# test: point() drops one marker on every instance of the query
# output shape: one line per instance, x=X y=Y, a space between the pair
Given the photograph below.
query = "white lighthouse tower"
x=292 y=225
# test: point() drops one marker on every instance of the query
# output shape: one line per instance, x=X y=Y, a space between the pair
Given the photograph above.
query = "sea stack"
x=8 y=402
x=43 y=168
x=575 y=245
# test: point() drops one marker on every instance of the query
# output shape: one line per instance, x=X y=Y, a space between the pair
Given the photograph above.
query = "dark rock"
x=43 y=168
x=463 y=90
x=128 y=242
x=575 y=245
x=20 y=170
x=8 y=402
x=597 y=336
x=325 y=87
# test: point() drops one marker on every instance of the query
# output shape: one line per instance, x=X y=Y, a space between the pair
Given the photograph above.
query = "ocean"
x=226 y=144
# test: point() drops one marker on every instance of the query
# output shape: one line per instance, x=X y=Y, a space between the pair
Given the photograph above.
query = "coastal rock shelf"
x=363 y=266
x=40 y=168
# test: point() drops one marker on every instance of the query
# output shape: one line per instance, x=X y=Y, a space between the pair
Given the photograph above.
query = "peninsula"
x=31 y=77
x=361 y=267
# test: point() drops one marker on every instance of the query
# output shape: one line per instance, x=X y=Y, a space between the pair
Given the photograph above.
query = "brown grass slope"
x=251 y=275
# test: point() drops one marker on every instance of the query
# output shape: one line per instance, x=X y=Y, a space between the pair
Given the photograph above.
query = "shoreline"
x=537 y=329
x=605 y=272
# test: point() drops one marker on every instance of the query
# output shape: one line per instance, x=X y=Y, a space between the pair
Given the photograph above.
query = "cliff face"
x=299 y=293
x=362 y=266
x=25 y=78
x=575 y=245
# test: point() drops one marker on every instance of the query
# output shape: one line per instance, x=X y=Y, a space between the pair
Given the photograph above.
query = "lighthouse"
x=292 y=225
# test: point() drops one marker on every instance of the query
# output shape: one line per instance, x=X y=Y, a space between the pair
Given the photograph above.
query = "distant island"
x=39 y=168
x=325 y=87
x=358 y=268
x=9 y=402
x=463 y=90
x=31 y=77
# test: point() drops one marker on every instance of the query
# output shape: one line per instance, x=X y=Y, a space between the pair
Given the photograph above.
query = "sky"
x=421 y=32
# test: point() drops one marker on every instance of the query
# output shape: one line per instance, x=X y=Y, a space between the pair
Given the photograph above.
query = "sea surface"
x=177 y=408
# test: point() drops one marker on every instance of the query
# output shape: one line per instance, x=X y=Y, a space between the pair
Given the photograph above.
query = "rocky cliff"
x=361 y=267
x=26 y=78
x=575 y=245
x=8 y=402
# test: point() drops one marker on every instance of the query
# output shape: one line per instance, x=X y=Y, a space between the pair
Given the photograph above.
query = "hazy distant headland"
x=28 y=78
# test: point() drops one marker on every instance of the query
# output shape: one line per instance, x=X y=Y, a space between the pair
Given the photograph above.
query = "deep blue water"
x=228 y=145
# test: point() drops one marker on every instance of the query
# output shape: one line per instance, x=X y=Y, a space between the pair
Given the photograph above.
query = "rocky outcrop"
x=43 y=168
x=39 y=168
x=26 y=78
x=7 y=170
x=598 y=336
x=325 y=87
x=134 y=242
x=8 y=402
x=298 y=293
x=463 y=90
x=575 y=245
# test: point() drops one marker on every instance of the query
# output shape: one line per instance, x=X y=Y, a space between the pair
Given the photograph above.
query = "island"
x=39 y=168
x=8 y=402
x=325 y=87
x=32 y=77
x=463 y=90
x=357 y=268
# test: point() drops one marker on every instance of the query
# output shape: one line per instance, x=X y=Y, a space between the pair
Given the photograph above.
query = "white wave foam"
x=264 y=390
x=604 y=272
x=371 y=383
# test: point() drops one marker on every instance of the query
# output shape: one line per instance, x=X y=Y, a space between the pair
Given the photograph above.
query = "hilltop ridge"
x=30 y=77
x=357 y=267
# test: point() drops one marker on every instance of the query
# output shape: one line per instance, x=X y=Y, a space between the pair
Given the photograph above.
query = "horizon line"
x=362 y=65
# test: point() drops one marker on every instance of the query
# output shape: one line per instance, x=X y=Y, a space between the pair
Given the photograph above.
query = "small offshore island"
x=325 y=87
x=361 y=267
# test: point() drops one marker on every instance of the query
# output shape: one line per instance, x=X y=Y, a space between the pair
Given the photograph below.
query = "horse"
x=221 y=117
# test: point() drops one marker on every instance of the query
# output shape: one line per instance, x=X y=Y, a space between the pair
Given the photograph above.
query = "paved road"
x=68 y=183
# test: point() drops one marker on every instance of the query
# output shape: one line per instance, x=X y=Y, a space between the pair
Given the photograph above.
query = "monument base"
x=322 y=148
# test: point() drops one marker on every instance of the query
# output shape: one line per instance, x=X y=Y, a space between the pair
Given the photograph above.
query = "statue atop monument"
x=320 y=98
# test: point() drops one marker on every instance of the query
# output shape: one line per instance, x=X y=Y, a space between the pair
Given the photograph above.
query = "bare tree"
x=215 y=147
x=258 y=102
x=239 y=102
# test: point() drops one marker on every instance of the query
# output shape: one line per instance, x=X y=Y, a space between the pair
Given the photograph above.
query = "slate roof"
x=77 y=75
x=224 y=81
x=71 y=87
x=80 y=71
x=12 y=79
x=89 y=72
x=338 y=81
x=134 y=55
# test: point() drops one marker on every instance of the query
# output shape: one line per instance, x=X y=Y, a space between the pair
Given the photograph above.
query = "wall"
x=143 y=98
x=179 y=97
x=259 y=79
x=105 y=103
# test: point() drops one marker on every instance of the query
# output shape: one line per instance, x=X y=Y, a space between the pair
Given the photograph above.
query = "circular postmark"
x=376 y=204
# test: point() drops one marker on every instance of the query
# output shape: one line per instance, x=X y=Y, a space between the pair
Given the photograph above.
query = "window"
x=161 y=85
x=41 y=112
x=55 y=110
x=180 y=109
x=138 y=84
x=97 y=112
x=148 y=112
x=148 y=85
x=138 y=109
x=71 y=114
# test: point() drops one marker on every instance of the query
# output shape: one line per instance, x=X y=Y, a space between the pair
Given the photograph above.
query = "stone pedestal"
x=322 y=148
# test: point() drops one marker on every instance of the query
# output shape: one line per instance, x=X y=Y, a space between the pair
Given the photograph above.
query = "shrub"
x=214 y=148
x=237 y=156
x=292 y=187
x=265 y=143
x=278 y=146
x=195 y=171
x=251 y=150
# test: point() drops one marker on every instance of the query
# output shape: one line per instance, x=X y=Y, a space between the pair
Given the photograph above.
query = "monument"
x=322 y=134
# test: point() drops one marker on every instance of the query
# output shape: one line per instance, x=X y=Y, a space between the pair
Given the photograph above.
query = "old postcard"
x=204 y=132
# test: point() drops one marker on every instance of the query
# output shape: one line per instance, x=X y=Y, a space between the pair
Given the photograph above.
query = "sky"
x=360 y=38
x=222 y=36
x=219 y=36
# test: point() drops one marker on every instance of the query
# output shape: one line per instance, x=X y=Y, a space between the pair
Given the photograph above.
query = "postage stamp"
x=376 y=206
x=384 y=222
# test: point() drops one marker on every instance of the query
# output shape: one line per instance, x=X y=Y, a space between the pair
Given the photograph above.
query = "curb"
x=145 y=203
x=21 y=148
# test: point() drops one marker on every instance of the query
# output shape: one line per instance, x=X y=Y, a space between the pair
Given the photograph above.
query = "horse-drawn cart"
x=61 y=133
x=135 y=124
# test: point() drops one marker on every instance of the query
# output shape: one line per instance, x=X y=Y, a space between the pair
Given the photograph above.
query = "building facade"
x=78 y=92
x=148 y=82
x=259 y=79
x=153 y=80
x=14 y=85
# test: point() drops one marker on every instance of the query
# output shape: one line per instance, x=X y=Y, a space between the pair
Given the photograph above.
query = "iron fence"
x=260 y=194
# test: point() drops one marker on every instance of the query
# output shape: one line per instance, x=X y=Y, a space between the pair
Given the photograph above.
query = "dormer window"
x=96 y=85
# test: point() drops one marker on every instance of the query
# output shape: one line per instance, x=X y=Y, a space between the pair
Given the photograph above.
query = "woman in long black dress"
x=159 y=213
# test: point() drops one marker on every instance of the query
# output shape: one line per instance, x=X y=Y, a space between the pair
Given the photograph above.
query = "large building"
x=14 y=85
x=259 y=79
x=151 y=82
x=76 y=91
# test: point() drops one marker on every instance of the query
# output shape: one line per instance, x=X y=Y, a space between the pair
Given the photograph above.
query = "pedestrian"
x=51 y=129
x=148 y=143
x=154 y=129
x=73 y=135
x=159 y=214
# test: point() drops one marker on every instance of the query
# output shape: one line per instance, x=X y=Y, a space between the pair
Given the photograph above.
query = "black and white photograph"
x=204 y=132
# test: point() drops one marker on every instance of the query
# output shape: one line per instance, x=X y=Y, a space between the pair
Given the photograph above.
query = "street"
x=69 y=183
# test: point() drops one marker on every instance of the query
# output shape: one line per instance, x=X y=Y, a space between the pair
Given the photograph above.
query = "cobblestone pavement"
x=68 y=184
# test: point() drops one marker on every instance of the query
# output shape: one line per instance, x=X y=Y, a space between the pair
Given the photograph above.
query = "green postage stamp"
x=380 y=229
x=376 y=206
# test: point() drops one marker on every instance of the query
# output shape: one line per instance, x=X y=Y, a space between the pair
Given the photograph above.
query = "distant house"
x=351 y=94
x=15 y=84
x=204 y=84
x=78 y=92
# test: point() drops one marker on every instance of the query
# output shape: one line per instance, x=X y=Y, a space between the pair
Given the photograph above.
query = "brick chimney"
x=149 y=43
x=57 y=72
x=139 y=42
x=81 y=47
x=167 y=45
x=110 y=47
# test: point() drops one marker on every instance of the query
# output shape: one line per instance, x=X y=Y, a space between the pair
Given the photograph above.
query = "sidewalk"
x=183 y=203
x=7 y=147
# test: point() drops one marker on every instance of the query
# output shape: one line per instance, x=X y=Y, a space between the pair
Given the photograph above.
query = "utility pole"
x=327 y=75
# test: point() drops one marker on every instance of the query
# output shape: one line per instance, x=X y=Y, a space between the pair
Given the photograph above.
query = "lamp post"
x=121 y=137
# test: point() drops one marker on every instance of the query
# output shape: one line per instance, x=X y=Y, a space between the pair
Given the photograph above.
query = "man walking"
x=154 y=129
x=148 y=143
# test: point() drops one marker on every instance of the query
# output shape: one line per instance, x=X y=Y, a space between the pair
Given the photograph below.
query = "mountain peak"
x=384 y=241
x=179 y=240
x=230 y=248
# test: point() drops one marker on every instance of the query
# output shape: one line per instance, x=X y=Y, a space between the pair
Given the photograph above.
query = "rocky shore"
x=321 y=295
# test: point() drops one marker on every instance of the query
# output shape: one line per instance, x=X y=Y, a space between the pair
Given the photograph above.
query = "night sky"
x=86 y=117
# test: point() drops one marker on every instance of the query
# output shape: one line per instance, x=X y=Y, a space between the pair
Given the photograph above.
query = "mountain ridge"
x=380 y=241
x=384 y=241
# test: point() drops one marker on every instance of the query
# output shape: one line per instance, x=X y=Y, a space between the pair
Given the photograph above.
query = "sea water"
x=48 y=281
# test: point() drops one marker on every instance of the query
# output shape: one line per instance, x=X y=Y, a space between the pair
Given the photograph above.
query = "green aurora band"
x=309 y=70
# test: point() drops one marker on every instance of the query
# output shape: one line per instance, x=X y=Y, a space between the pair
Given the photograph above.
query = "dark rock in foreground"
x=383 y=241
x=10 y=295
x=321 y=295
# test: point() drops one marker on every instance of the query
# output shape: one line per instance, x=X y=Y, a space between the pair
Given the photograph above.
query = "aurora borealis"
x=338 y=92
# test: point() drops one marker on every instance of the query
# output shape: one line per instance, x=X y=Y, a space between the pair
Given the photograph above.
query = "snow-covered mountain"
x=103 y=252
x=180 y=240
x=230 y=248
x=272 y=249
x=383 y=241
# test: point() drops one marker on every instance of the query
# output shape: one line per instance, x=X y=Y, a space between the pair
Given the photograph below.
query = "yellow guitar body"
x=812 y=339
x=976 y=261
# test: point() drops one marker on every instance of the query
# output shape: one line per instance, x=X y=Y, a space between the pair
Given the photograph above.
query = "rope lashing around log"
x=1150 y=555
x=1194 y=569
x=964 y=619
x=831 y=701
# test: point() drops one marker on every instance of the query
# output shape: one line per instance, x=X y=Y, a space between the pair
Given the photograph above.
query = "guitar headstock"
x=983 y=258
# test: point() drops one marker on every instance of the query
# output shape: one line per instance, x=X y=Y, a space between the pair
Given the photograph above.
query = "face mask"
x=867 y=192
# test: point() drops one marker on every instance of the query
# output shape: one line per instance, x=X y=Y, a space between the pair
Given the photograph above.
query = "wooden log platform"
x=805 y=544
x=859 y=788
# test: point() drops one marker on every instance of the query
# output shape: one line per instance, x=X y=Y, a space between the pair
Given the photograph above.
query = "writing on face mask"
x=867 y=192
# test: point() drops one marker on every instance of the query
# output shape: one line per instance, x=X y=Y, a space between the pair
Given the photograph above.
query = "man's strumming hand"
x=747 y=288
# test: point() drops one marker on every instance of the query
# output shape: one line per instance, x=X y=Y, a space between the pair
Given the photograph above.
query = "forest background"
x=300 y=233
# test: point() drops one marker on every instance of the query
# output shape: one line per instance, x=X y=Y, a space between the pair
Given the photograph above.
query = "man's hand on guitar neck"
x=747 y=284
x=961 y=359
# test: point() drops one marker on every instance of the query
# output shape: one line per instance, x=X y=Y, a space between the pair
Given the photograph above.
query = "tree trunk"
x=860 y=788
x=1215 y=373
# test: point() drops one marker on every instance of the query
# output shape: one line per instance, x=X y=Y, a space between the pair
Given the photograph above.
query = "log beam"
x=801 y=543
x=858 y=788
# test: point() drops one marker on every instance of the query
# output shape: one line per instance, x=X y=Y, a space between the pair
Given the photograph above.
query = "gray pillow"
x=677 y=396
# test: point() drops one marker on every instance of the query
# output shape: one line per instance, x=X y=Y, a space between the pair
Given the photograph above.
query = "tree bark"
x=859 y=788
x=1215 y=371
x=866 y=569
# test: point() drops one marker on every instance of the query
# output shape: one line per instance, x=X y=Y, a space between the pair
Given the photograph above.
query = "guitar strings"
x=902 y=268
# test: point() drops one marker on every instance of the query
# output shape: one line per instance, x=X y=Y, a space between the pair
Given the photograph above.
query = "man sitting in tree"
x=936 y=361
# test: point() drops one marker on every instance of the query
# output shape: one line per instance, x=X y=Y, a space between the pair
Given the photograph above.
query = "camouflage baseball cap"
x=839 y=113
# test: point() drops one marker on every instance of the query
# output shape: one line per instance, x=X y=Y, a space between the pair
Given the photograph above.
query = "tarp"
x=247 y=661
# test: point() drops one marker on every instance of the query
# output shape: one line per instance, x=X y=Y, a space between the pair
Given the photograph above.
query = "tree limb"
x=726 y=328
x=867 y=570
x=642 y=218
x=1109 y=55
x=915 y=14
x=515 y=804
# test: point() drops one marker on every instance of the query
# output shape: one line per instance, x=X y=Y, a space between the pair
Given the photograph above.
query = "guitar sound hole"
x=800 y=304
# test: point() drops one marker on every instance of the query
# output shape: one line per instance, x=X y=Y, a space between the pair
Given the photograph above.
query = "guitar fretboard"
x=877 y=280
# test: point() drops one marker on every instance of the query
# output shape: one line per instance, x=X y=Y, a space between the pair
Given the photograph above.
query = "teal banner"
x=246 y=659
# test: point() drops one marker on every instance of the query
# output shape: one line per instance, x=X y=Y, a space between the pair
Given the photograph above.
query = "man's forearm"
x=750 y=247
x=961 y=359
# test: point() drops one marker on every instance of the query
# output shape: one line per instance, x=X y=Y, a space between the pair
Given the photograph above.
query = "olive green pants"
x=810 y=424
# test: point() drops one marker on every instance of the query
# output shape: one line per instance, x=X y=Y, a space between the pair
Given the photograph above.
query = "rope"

**TASK**: Locate every line in the lines above that contains the string "lighthouse", and copy each one. Case counts.

**FINAL ANSWER**:
query = "white lighthouse tower"
query = "lighthouse"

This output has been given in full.